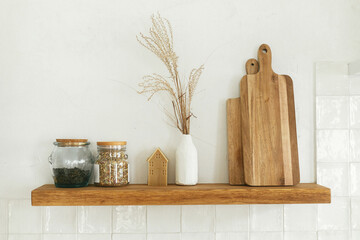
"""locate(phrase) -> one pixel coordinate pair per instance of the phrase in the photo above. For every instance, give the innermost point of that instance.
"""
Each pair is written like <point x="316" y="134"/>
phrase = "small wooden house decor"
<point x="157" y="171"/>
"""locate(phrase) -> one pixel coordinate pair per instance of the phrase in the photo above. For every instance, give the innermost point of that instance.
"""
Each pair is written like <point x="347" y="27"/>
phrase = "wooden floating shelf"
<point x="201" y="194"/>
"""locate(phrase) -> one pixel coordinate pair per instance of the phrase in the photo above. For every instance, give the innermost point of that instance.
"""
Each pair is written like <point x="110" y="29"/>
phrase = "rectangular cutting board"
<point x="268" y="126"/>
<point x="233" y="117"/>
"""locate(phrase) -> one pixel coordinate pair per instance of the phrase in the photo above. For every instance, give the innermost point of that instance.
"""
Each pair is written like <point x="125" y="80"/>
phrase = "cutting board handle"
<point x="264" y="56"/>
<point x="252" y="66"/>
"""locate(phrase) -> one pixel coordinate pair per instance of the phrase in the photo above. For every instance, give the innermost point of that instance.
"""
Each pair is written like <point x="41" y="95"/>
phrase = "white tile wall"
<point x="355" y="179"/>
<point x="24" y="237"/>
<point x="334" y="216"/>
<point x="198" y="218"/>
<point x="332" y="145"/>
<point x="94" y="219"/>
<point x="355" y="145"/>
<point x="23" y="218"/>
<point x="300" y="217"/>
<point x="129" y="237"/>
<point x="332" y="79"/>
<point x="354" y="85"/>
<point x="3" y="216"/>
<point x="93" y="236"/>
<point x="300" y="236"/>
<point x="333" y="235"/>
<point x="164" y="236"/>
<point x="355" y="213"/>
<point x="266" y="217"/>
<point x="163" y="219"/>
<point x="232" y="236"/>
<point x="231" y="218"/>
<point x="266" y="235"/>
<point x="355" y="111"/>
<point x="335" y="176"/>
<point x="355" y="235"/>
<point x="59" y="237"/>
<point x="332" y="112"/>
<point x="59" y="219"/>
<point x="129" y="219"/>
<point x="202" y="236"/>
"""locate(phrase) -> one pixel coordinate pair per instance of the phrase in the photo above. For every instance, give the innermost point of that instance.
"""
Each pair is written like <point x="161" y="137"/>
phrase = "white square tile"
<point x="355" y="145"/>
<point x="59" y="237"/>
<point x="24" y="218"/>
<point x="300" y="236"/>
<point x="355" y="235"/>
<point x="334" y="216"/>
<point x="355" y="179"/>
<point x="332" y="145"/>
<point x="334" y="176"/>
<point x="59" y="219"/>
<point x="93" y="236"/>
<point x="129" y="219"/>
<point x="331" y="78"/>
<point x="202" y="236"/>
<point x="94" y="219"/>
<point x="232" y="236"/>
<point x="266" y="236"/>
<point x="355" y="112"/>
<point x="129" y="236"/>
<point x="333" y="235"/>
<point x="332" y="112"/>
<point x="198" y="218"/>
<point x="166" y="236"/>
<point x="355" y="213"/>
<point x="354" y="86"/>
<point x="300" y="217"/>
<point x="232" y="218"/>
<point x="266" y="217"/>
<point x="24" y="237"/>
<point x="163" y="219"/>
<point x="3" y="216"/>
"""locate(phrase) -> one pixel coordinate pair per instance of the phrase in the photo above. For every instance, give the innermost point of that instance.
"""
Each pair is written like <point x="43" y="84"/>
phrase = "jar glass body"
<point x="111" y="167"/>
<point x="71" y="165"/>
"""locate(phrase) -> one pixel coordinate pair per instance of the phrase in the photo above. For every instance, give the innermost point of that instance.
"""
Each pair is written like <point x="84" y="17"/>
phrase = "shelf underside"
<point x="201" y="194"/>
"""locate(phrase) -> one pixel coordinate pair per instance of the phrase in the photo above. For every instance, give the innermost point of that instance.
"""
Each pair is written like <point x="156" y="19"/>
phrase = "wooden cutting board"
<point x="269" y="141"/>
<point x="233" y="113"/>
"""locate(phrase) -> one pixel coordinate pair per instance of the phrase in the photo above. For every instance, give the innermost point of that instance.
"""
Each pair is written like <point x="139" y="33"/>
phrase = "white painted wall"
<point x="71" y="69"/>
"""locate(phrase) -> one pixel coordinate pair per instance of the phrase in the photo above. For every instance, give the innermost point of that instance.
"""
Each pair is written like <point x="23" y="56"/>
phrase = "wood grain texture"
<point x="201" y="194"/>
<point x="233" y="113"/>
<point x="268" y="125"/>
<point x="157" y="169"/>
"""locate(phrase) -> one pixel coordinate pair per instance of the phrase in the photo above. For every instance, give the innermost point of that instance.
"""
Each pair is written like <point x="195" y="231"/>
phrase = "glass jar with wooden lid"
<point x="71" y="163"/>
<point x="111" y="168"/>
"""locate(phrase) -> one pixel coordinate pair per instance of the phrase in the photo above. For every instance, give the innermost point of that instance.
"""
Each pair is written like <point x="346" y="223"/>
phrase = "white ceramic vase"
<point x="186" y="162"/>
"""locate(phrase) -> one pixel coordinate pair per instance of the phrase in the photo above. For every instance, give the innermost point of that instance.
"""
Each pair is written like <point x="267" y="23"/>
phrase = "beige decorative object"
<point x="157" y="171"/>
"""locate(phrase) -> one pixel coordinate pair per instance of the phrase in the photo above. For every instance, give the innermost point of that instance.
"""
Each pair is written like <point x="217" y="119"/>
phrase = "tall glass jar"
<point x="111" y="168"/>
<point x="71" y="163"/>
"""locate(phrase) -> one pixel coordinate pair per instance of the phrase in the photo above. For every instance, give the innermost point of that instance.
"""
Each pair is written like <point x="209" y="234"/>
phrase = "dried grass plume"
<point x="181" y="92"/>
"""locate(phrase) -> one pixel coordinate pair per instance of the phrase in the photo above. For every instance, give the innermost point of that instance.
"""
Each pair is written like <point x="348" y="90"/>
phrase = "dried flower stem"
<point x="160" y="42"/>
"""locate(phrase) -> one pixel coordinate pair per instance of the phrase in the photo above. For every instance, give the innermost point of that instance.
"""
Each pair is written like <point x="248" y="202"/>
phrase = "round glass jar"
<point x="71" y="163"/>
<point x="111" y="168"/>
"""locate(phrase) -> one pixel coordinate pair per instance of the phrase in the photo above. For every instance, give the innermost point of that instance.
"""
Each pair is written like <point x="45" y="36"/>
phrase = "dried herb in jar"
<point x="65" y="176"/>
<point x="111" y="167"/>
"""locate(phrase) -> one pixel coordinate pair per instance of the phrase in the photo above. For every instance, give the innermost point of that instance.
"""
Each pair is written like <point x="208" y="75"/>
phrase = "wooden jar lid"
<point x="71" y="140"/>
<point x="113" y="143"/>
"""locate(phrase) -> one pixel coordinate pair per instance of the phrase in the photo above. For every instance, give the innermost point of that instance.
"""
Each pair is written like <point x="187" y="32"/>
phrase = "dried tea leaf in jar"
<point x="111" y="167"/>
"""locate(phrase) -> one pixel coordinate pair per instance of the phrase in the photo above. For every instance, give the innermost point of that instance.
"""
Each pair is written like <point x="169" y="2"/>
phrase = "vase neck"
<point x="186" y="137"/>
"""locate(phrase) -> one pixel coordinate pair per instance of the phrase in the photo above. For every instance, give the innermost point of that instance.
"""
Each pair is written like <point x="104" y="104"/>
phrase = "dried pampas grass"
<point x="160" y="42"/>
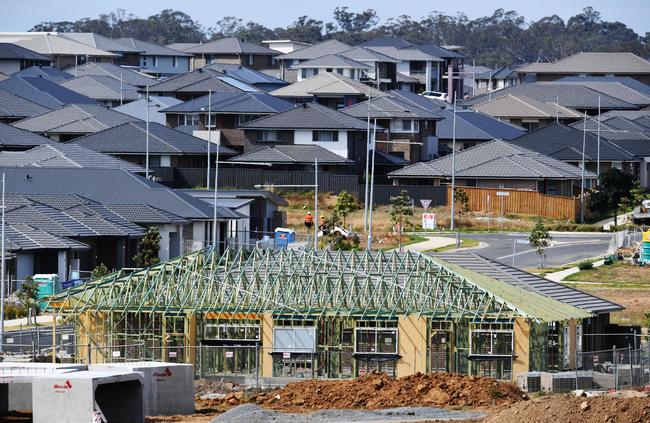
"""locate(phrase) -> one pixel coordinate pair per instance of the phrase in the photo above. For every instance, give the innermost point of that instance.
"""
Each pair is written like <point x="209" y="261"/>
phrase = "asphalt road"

☆ ☆ ☆ ☆ ☆

→ **Work item**
Word for word, return all the entries and skip their pictures.

→ **Exercise result**
"""locate(phrase) -> one pixel coordinate pair per instance of the phrase in the photo above. For every instance, give the innermost point of that instance.
"""
Each pair is written like <point x="316" y="134"/>
phrase = "small wooden house decor"
<point x="157" y="171"/>
"""locate(phrase) -> one pixel coordinate pair per instance of the phrase in the photo above. For every instance, give the innermost point of that instance.
"""
Each pair is written like <point x="347" y="27"/>
phrase = "wooden floating shelf"
<point x="201" y="194"/>
"""locate(phrase) -> one pixel coordinate pair per instance of the phrase in the photo above. For every instance, give the innermost point of that instance.
"""
Each pair is written like <point x="110" y="29"/>
phrase = "rectangular cutting board"
<point x="268" y="126"/>
<point x="233" y="117"/>
"""locate(phrase) -> one pixel coordinate pair per instance of the phrase in the photo above. For every instance, give the innermost point of that instance.
"""
Each pair is written like <point x="125" y="80"/>
phrase = "cutting board handle"
<point x="264" y="56"/>
<point x="252" y="66"/>
"""locate(phrase) -> one pixel coordinate pair per instance of the phrase in the photo above. For every instance, give the innermost point of that instance.
"""
Each pair is written like <point x="41" y="95"/>
phrase = "white tile wall"
<point x="355" y="179"/>
<point x="24" y="237"/>
<point x="334" y="216"/>
<point x="198" y="218"/>
<point x="332" y="145"/>
<point x="94" y="219"/>
<point x="355" y="145"/>
<point x="23" y="218"/>
<point x="300" y="217"/>
<point x="129" y="237"/>
<point x="332" y="79"/>
<point x="354" y="85"/>
<point x="3" y="216"/>
<point x="93" y="236"/>
<point x="300" y="236"/>
<point x="333" y="235"/>
<point x="164" y="236"/>
<point x="355" y="213"/>
<point x="266" y="217"/>
<point x="163" y="219"/>
<point x="232" y="236"/>
<point x="231" y="218"/>
<point x="266" y="235"/>
<point x="355" y="111"/>
<point x="335" y="176"/>
<point x="355" y="235"/>
<point x="59" y="237"/>
<point x="332" y="112"/>
<point x="59" y="219"/>
<point x="129" y="219"/>
<point x="202" y="236"/>
"""locate(phrase) -> one pixel coordinate pair per instance of the phrase in the photo above. For every instance, give the innermost point of that instance.
"""
Each pair is written like <point x="161" y="137"/>
phrase = "white square tile"
<point x="355" y="145"/>
<point x="59" y="237"/>
<point x="24" y="218"/>
<point x="300" y="236"/>
<point x="355" y="235"/>
<point x="334" y="216"/>
<point x="355" y="179"/>
<point x="332" y="145"/>
<point x="334" y="176"/>
<point x="59" y="219"/>
<point x="93" y="236"/>
<point x="129" y="219"/>
<point x="331" y="78"/>
<point x="202" y="236"/>
<point x="94" y="219"/>
<point x="232" y="236"/>
<point x="266" y="236"/>
<point x="355" y="112"/>
<point x="129" y="236"/>
<point x="333" y="235"/>
<point x="332" y="112"/>
<point x="198" y="218"/>
<point x="166" y="236"/>
<point x="355" y="213"/>
<point x="354" y="86"/>
<point x="300" y="217"/>
<point x="232" y="218"/>
<point x="266" y="217"/>
<point x="24" y="237"/>
<point x="163" y="219"/>
<point x="3" y="216"/>
"""locate(phrase) -> one pixel coordinate pair per instance of the phrase in the photo above. For every instance, give the innermost point of that instance.
"""
Each pair is written like <point x="43" y="84"/>
phrase = "jar glass body"
<point x="111" y="167"/>
<point x="71" y="165"/>
"""locate(phrase) -> one pixel coordinate pair per instance of the phrase in the photo above. For every instance, give the innermost point of that instance.
"""
Each pair is written like <point x="84" y="17"/>
phrase = "shelf underside"
<point x="201" y="194"/>
"""locate(phrase) -> one pixel coordinate pair per instance of the phrase in the photo above. For every instance, give the innermost point of that instance.
"""
Each pair is written like <point x="156" y="19"/>
phrase = "wooden cutting board"
<point x="269" y="141"/>
<point x="233" y="113"/>
"""locate(phrase) -> one pixel coordinate pair per instance of the phrase in the photo above. For every instance, give the innermost point of that instance.
"""
Each pair is written like <point x="139" y="33"/>
phrase = "white painted wall"
<point x="71" y="69"/>
"""locate(phrase) -> one pixel coordinate pair per instance of the phrase in the photo above. For every instance, give the innermost point of that instance.
"""
Each pair is written like <point x="23" y="56"/>
phrase = "wood grain texture"
<point x="201" y="194"/>
<point x="233" y="113"/>
<point x="268" y="125"/>
<point x="157" y="169"/>
"""locate(phrase) -> one pixel coordinate pair per instance of the phrase in the photo above. For every instance, give the innermost point of that instance.
"""
Each pair is written like <point x="195" y="231"/>
phrase = "glass jar with wooden lid"
<point x="71" y="163"/>
<point x="111" y="168"/>
"""locate(phrase) -> one pixel coordinate pair per instance of the phrase in the photo above. For every instance, give the innermost point of that instance.
"""
Each pair is written like <point x="346" y="223"/>
phrase = "white ceramic vase"
<point x="186" y="162"/>
"""locate(phrase) -> one pixel coordinate pair per instance of the phrase in the photo above. For every instance, give the innermost point of that instance.
"""
Each pair is written like <point x="267" y="23"/>
phrase = "beige decorative object"
<point x="157" y="171"/>
"""locate(phrase) -> one pixel coordinate pair per instance of the phrase in the photo above. For every instance, give the innermost point of that instance.
"""
Each pair is written like <point x="217" y="119"/>
phrase = "tall glass jar"
<point x="111" y="168"/>
<point x="71" y="163"/>
"""locate(phrase) -> one pixel coordinate pair per instance of the phrase in the photo above. For every instance, give the innermost point of that instance.
"""
Each pair is written like <point x="209" y="234"/>
phrase = "dried grass plume"
<point x="181" y="92"/>
"""locate(phrase) -> one pixel coordinate pair per instance of the phrase in the photo above. For every instance, give the innermost point of that instance.
"""
Each pair is written like <point x="348" y="90"/>
phrase = "dried flower stem"
<point x="160" y="42"/>
"""locate(phrase) -> one pixel coordinate pair per instance of the phrase in the photo above. For every instance, give the innermost point of that instance.
"""
Each pair is written like <point x="248" y="202"/>
phrase = "round glass jar"
<point x="71" y="163"/>
<point x="111" y="168"/>
"""locate(phrase) -> one pixel coordinate pair per instance of the phrase in the photo above. For every instance, give the innermost point of that instance.
"""
Each pair is written like <point x="45" y="36"/>
phrase = "dried herb in jar"
<point x="65" y="176"/>
<point x="111" y="167"/>
"""locate(phrase) -> one pixel coordinate pair per instance of the phrase in the photo above. For every instance, give the innermost point of that instance.
"""
Each pair is written like <point x="208" y="75"/>
phrase = "wooden jar lid"
<point x="71" y="140"/>
<point x="113" y="143"/>
"""locate(phrase) -> one pixel coordinate pair per instance of the phrase in the photo above. For every instance, give the innermost point of that instance.
"""
Each pair is written like <point x="187" y="32"/>
phrase = "dried tea leaf in jar"
<point x="111" y="167"/>
"""locate(phrase) -> one pixel coordinate pair per instance of the phrase in the photo above. For every instance, give the innermost point of that instance.
"""
Each pair is written like <point x="169" y="2"/>
phrase = "vase neck"
<point x="186" y="137"/>
"""locate(phrase) -> one pixel coordinate pair per instance of the phrase in the photo above. For every instance, give the innermost point of that instance.
"""
Each pair is written like <point x="104" y="104"/>
phrase = "dried pampas grass"
<point x="160" y="42"/>
"""locate(phrase) -> one pixel coordinate pair per instance of the phrase in the photo above. For every instance, give the innermost point of that instance.
"""
Each pair is written like <point x="209" y="261"/>
phrase = "asphalt road"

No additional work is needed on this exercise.